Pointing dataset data
[start]

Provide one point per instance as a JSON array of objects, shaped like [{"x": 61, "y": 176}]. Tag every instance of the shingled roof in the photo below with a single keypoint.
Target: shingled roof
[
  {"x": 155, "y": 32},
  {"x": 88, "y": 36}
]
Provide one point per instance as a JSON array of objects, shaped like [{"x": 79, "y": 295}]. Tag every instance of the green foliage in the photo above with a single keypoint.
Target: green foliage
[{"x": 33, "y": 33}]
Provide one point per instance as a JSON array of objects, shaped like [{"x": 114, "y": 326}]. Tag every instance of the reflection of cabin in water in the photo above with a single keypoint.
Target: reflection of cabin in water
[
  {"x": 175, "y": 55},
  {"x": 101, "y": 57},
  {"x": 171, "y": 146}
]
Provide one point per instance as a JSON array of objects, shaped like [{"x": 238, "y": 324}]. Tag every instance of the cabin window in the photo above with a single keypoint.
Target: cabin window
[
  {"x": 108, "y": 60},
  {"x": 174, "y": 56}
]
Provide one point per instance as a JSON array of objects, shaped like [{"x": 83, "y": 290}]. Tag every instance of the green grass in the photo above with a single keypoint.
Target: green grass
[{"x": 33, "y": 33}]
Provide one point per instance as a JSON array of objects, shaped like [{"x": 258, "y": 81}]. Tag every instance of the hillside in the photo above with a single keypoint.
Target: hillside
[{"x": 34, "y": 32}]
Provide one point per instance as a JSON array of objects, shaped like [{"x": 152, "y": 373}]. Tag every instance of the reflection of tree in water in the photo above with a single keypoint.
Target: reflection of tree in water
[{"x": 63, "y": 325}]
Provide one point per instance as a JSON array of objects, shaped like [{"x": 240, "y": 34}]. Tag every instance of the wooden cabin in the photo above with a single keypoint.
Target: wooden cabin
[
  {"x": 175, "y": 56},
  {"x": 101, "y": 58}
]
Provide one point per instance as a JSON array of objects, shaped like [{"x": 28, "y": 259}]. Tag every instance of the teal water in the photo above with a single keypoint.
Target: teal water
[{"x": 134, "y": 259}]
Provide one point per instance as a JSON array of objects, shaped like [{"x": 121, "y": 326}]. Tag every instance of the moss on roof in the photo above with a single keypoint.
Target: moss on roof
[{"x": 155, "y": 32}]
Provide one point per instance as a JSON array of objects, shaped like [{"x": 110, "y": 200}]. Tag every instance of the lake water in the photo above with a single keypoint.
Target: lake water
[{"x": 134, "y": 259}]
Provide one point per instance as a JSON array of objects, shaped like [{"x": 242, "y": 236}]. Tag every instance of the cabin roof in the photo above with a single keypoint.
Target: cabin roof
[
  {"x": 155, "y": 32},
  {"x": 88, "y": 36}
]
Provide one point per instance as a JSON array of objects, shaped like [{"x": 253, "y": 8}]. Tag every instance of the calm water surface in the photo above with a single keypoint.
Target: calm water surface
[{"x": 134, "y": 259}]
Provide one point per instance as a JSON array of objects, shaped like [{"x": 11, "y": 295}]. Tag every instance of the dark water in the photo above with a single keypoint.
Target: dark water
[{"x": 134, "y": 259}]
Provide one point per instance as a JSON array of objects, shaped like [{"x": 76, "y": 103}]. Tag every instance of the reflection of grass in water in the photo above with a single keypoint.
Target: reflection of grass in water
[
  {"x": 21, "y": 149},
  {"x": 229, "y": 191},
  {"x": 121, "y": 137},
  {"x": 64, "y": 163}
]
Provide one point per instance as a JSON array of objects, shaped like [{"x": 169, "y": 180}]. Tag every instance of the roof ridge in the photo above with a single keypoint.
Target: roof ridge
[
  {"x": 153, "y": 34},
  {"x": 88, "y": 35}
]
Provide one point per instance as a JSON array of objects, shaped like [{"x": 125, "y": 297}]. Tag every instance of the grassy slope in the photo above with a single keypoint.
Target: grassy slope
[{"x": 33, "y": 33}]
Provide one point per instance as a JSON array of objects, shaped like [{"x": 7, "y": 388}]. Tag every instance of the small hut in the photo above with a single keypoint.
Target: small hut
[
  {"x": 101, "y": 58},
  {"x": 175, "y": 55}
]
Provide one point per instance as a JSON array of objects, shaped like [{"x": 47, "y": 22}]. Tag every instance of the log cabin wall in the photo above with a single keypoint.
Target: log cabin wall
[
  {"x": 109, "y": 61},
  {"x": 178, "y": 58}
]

[end]

## [GOAL OF THE EXERCISE]
Rewrite the data from the line containing "of the roof" through the end of the data, both ends included, changing every "single keypoint" to "single point" and leaving all else unchanged.

## [RESPONSE TO THIS EXERCISE]
Provide one point per instance as a JSON array of objects, shaped like [{"x": 169, "y": 180}]. Tag every instance of the roof ridge in the photo above with a single point.
Target: roof ridge
[
  {"x": 153, "y": 34},
  {"x": 88, "y": 35}
]
Provide one point per instance as a JSON array of objects, shaped like [{"x": 125, "y": 297}]. Tag every instance of the grassy slope in the photo above with a single point.
Target: grassy slope
[{"x": 33, "y": 33}]
Provide one point per instance as a JSON array of objects, shaped like [{"x": 7, "y": 388}]. Tag every instance of the small hut in the photo above with a single point.
Target: small hut
[
  {"x": 101, "y": 58},
  {"x": 175, "y": 55}
]
Provide one point per instance as a JSON array of objects, shaped like [{"x": 47, "y": 22}]. Tag every instance of the log cabin wall in the photo above with a single point.
Target: log cabin wall
[
  {"x": 109, "y": 61},
  {"x": 178, "y": 58}
]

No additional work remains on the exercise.